-- Task statement --
Edit the lines from the start of the records up to and including the line with "[[303, 89]]" so that "integer pairs" becomes "whole-number pairs". Leave everything else in those lines unchanged.

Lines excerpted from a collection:
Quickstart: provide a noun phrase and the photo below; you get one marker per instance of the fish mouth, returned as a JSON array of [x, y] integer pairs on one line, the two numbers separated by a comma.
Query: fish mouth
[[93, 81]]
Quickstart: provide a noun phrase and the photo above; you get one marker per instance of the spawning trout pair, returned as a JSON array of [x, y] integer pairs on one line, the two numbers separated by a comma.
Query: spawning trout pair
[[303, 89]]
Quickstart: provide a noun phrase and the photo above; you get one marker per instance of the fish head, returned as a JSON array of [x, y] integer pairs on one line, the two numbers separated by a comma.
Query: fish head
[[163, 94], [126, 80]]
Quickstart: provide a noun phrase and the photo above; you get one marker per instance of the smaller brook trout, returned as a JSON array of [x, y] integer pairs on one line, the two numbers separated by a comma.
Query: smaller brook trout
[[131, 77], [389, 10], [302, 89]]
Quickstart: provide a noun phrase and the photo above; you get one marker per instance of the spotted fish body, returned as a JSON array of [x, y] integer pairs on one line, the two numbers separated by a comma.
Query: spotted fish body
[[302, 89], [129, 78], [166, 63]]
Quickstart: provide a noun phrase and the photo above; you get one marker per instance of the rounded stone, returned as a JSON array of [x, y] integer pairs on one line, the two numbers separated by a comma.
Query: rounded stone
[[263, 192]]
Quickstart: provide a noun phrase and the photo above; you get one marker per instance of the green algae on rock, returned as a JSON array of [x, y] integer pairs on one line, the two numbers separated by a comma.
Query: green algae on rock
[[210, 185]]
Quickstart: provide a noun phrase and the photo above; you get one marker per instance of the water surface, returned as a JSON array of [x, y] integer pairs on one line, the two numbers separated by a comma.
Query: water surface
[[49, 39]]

-- Reply --
Quickstart: provide a noun phrase and the photo below; you get one marker per instance of the fish mouth, returned as a JSON array of [x, y] whole-number pairs on one line, the two numbers separated by a comma.
Query: fish mouth
[[93, 81]]
Quickstart: provide a noun phrase and the photo above; you get one marker per instance of the spawning trout pair, returned as a JSON array of [x, y] whole-number pairs on one line, the two numbers separated by a comma.
Query: spawning trout pair
[[303, 89]]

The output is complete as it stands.